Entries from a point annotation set
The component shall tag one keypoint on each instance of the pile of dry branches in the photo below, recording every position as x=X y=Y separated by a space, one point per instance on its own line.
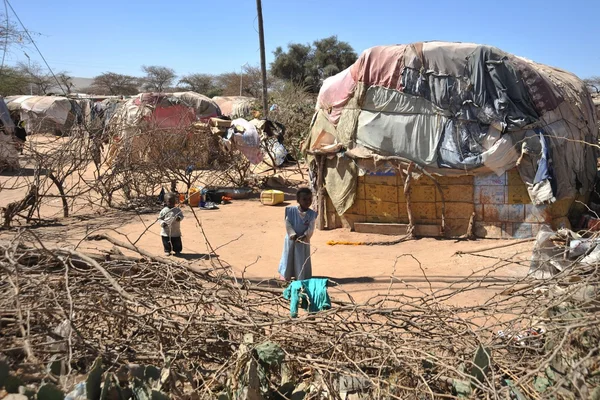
x=63 y=305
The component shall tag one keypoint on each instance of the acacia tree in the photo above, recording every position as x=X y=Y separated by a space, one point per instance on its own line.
x=41 y=80
x=110 y=83
x=13 y=81
x=250 y=81
x=593 y=83
x=309 y=65
x=158 y=78
x=205 y=84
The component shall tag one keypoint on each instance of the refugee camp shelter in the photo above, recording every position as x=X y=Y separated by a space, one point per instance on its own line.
x=235 y=106
x=204 y=107
x=479 y=131
x=153 y=127
x=9 y=156
x=41 y=114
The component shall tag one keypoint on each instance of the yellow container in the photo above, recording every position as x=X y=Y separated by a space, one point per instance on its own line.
x=194 y=197
x=271 y=197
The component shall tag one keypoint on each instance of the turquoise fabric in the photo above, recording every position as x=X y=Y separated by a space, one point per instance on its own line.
x=308 y=294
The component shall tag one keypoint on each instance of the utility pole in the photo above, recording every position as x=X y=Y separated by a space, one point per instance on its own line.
x=263 y=66
x=29 y=67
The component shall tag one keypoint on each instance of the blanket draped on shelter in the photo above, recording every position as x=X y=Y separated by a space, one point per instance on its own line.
x=458 y=106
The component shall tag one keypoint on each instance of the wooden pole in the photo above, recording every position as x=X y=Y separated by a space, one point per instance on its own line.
x=407 y=192
x=321 y=191
x=263 y=64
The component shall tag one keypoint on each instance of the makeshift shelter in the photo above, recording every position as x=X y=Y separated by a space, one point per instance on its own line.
x=465 y=113
x=43 y=114
x=151 y=125
x=235 y=106
x=205 y=107
x=9 y=155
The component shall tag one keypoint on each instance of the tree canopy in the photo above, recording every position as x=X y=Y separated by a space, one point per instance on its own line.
x=158 y=78
x=310 y=65
x=593 y=84
x=110 y=83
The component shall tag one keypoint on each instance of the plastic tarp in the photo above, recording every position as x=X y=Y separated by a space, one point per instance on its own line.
x=9 y=156
x=234 y=106
x=248 y=142
x=53 y=108
x=394 y=123
x=205 y=107
x=465 y=107
x=7 y=122
x=335 y=93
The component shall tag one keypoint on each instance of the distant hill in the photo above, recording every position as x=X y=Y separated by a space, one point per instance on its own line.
x=81 y=83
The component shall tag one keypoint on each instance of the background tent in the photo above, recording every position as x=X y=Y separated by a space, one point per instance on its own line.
x=205 y=107
x=42 y=114
x=235 y=106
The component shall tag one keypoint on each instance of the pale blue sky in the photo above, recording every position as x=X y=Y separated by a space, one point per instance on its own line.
x=88 y=37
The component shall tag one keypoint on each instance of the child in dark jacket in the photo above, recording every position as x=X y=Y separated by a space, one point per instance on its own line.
x=170 y=231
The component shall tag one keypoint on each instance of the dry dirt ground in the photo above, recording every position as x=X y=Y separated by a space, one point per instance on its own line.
x=248 y=236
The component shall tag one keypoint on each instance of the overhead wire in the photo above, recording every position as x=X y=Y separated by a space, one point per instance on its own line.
x=35 y=45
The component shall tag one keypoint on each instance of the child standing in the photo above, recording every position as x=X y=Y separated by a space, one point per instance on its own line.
x=300 y=225
x=170 y=231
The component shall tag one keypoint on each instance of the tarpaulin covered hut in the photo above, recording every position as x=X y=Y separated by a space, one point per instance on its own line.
x=150 y=125
x=9 y=155
x=205 y=107
x=235 y=106
x=511 y=142
x=43 y=114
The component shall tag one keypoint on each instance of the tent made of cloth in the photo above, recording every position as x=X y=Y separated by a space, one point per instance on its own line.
x=234 y=106
x=145 y=119
x=8 y=125
x=205 y=107
x=457 y=107
x=35 y=109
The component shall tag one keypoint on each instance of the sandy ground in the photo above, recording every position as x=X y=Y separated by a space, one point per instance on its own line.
x=249 y=236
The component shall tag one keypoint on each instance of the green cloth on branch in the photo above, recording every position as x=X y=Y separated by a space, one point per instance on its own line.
x=309 y=294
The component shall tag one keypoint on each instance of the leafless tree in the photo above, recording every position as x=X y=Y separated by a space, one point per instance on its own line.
x=110 y=83
x=41 y=79
x=250 y=80
x=158 y=78
x=205 y=84
x=593 y=83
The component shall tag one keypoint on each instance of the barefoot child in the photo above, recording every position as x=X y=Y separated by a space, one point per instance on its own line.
x=300 y=225
x=170 y=231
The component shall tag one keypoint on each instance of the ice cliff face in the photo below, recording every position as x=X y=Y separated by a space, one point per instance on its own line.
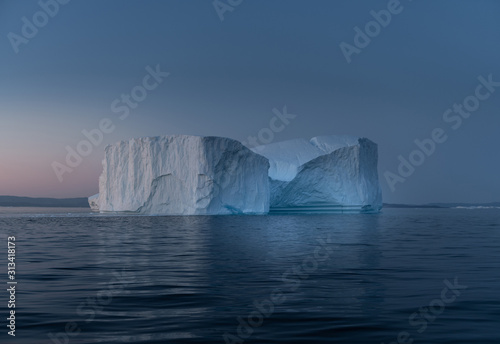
x=191 y=175
x=324 y=174
x=183 y=175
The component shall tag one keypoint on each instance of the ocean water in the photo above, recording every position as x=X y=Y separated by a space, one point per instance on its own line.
x=402 y=276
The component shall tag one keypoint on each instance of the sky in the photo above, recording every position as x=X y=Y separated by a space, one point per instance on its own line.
x=62 y=72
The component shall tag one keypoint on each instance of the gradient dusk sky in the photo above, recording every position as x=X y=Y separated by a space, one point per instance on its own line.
x=227 y=76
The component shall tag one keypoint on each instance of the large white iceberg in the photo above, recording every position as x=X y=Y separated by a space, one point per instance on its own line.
x=183 y=175
x=192 y=175
x=324 y=174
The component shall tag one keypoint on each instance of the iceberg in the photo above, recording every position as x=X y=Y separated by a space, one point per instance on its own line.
x=323 y=174
x=195 y=175
x=182 y=175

## Given exercise
Copy out all of the entries above, substituting "marker" for every "keypoint" and changing nothing else. Omit the pictures.

## Worked solution
The component shall tag one marker on each instance of the pile of dry branches in the photo below, recording every position as x=X y=Y separated by a space, one point per instance on its own line.
x=63 y=305
The component shall tag one marker on each instance of the acacia tree in the photo above, recording every position as x=X y=Y separated by a space, one point per instance on its own line.
x=41 y=80
x=110 y=83
x=13 y=81
x=250 y=81
x=593 y=83
x=309 y=65
x=158 y=78
x=205 y=84
The component shall tag one marker on each instance of the refugee camp shelter in the photo above, recording every position as x=X y=Y separated by a space, one point per instance on its own line.
x=235 y=106
x=204 y=107
x=479 y=131
x=153 y=127
x=9 y=156
x=41 y=114
The component shall tag one marker on each instance of the yellow container in the photo above, recording every position as x=X y=Y separated by a space, one point per instance on its own line.
x=194 y=197
x=271 y=197
The component shall tag one marker on each instance of the turquoise fabric in the photo above, recording every position as x=X y=Y separated by a space, one point per instance on its own line.
x=308 y=294
The component shall tag one marker on each instance of the utility pole in the photo above, recording every position as x=X y=Y separated by a space, one point per instance on its own line.
x=263 y=66
x=29 y=67
The component shall tag one marker on each instance of the blanket draped on shelter in the photo above, recording every position as x=X y=Y separated by a space, one point per instance on its own line.
x=458 y=106
The component shall tag one marker on each instance of the wooden pole in the photo above, recording every position as x=X y=Y separated by a space, one point per instance on its own line.
x=407 y=192
x=321 y=191
x=263 y=64
The component shall tag one marker on each instance of the makeshift shelter in the photo above, recording every position as x=X y=Y separated by a space, one point per instance on its own line.
x=465 y=113
x=43 y=114
x=151 y=125
x=235 y=106
x=205 y=107
x=9 y=155
The component shall tag one marker on each instance of the tree canopy in the photo above, recording every position as x=X y=Y separated by a space, one point per instance on its own line.
x=158 y=78
x=310 y=65
x=593 y=84
x=110 y=83
The component shall tag one marker on each instance of the plastic tarp in the photo above, recording every position as x=X y=Y separated by a space, one point per instance on its own line.
x=9 y=156
x=234 y=106
x=248 y=142
x=53 y=108
x=394 y=123
x=205 y=107
x=465 y=107
x=7 y=122
x=335 y=93
The component shall tag one marker on each instance of the distant hill in the photo above, recording every position as x=X y=Y separated by a space, one point per instance on its own line.
x=81 y=83
The component shall tag one marker on each instance of the background tent in the photo above, recording every position as x=X y=Y separated by a space, one point per instance on its own line.
x=205 y=107
x=42 y=114
x=235 y=106
The component shall tag one marker on each instance of the pale blue sky in the photo above, recording every position as x=X y=Y separated by a space, one point per instance on its own line.
x=88 y=37
The component shall tag one marker on each instance of the child in dark jacket in the photo above, recording every position as x=X y=Y separated by a space, one point per instance on its own line.
x=170 y=231
The component shall tag one marker on each instance of the dry dirt ground in the photo above, recording every position as x=X y=Y separated by a space, one point per instance on its own line.
x=248 y=236
The component shall tag one marker on each instance of the overhead wire in the photo above, recording every position as x=X y=Y separated by a space, one point per instance on its own line.
x=35 y=45
The component shall tag one marker on each instance of the child standing in the photo above, recording every position as x=X y=Y separated by a space, one point per instance on its own line.
x=300 y=225
x=170 y=231
The component shall tag one marker on each instance of the tarpaulin covered hut in the photo above, recording every position as x=X y=Y separated by a space, one point per instance on its own line.
x=150 y=125
x=9 y=155
x=205 y=107
x=235 y=106
x=511 y=142
x=43 y=114
The component shall tag one marker on each instance of the tent made of cloth in the photo above, recording every position as x=X y=Y separated by a space, one point per instance on its own line.
x=234 y=106
x=145 y=119
x=8 y=125
x=205 y=107
x=457 y=107
x=35 y=109
The component shall tag one marker on each instance of the sandy ground in the photo above, recording every position as x=X y=Y separated by a space, one point per instance on its own line.
x=249 y=236
The component shall tag one marker on each instance of the green cloth on branch in the photo above, recording every position as x=X y=Y separated by a space, one point per instance on its own line.
x=309 y=294
The component shall tag one marker on each instance of the leafless tree in the photo above, recording every position as x=X y=Y separated by a space, one point per instance on its own line.
x=110 y=83
x=41 y=79
x=250 y=80
x=158 y=78
x=205 y=84
x=593 y=83
The component shall tag one marker on each instance of the barefoot child in the photo above, recording every position as x=X y=Y separated by a space, one point per instance on its own line.
x=300 y=225
x=170 y=231
The component shall tag one marker on each instance of the ice cliff face in the photo below, recording every position as x=X y=Y separated by a space, one point per instance on its own line.
x=191 y=175
x=324 y=174
x=183 y=175
The component shall tag one marker on each instance of the ocean water in the photo above, recording every position as x=X y=Y separated by a space, one point per instance on its own line.
x=402 y=276
The component shall tag one marker on each instance of the sky in the photo above, recording every position as x=X y=Y separated by a space, one point per instance on its own line.
x=62 y=72
The component shall tag one marker on each instance of the gradient dusk sky in the photo above, recording every position as x=X y=Y separated by a space, one point per instance on its own line.
x=227 y=76
The component shall tag one marker on each instance of the large white iceberg in the photo above, recording every position as x=X y=Y separated by a space, one point per instance on its own line.
x=183 y=175
x=192 y=175
x=324 y=174
The component shall tag one marker on each instance of the iceberg in the photo above, recording every position as x=X y=Y separated by a space, one point per instance on its own line.
x=323 y=174
x=195 y=175
x=182 y=175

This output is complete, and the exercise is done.